- PROBLEM TO SOLVE
Answer these questions from the passage on Lorena Bućan:
(a) In what year did she finish third on the second season of Zvijezde?
(b) Which musician does she primarily work with at Tonika Records?
(c) In which city was she born?

Lorena Bućan, known professionally as simply Lorena, is a Croatian singer. Bućan rose to fame in 2018 after finishing third on the second season of Zvijezde. She has signed a contract with record label Tonika Records where she primarily collaborates with musician Tonči Huljić. She has released several successful singles with the label, including "Tower of Babylon", which also served as the Croatia's entry for the 2019 Eurovision Song Contest, "Tihi ocean", "Tvoja i gotovo" and "Kad si ti u pitanju" among others.

Early life
Bućan was born in Split, Croatia in 2002 by Croatian father and Croatian mother.

- DATA ROWS
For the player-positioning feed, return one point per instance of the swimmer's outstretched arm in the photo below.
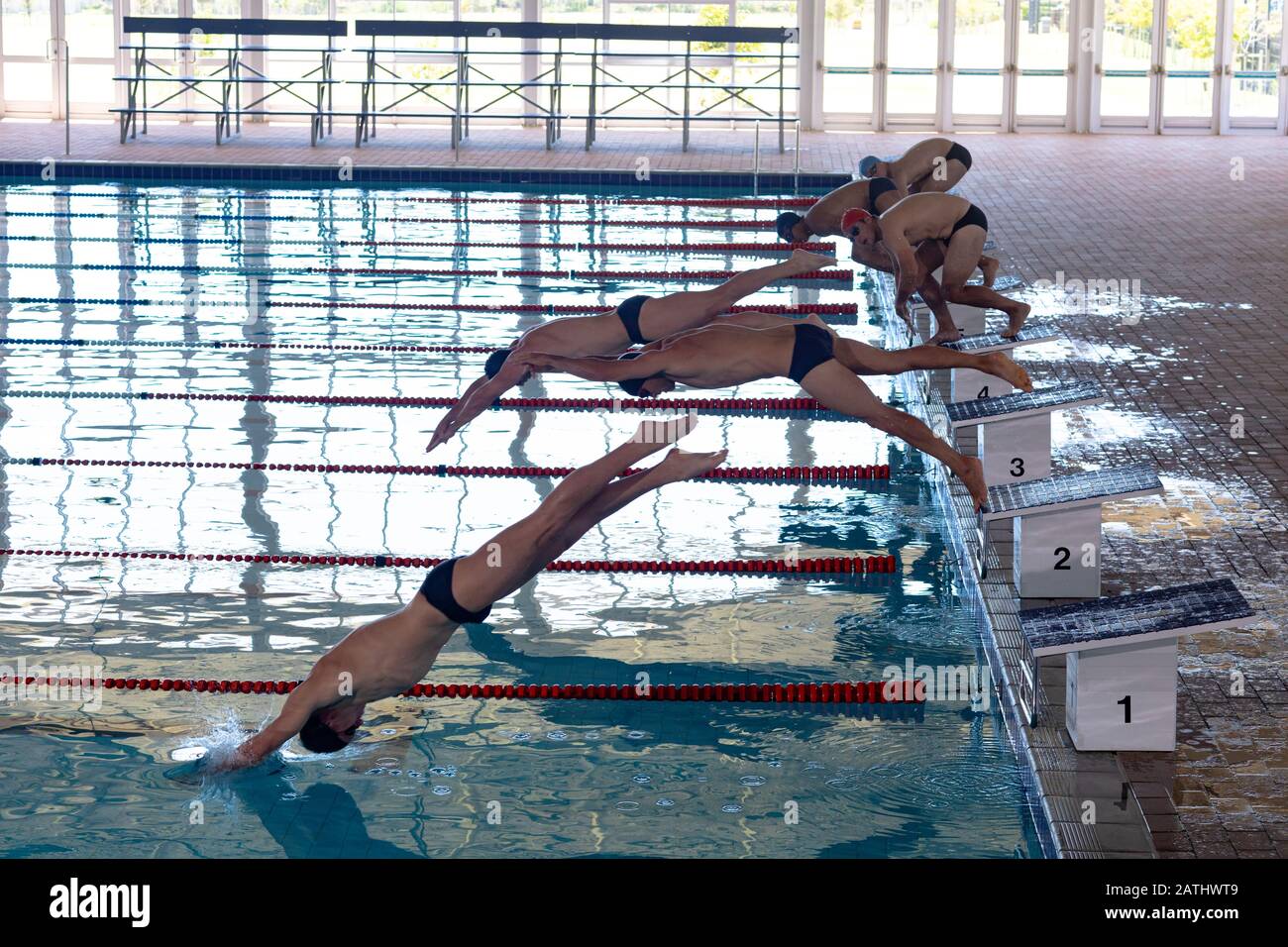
--
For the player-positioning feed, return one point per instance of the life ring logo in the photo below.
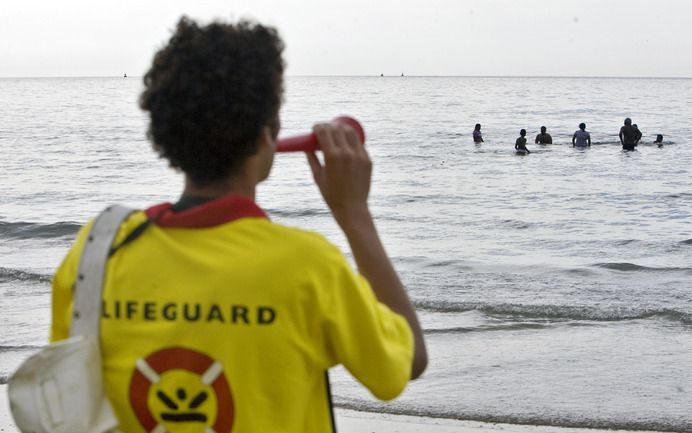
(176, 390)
==
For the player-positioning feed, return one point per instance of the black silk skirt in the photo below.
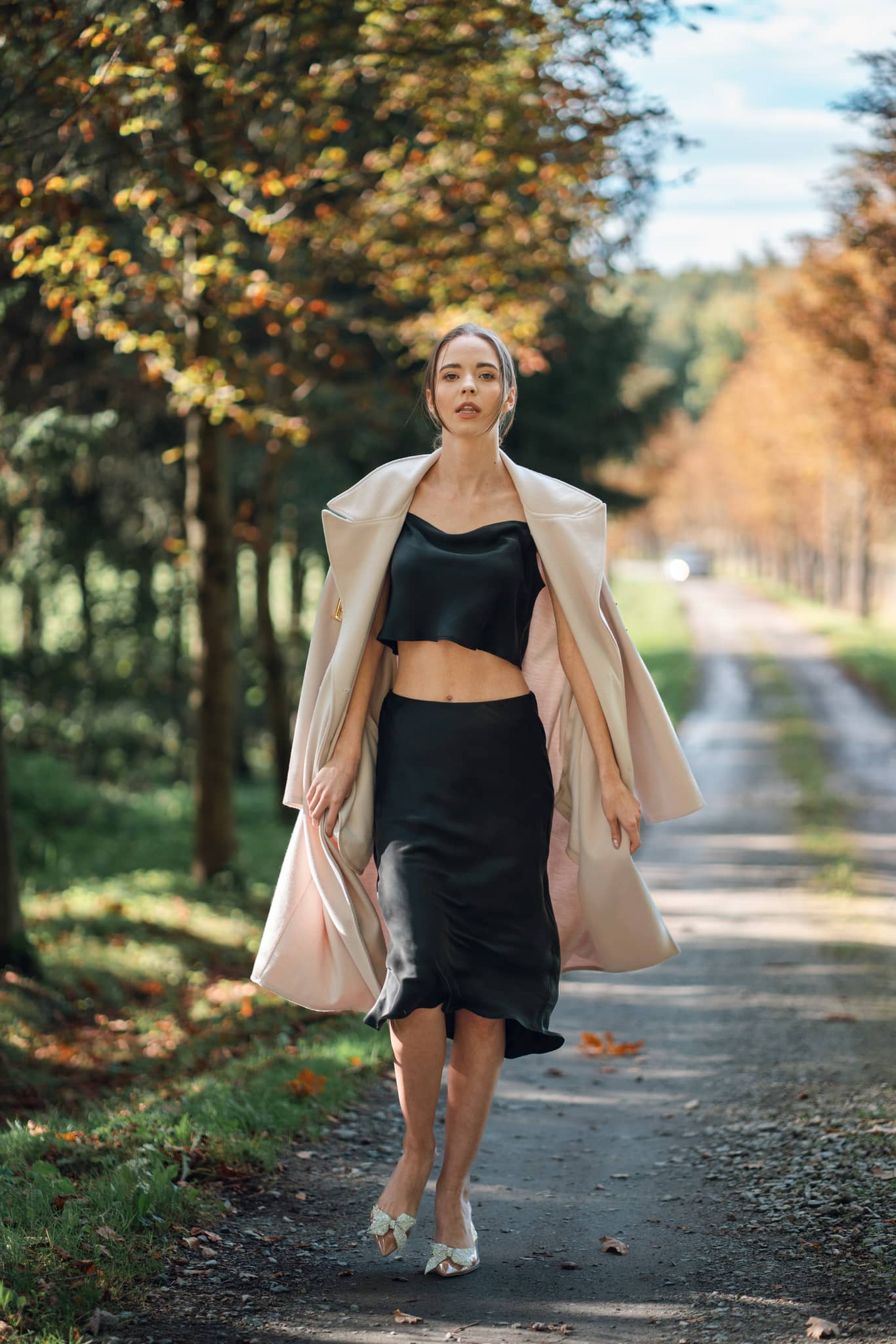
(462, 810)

- RESULT FOR THIS EXERCISE
(a) 2018
(b) Tonči Huljić
(c) Split, Croatia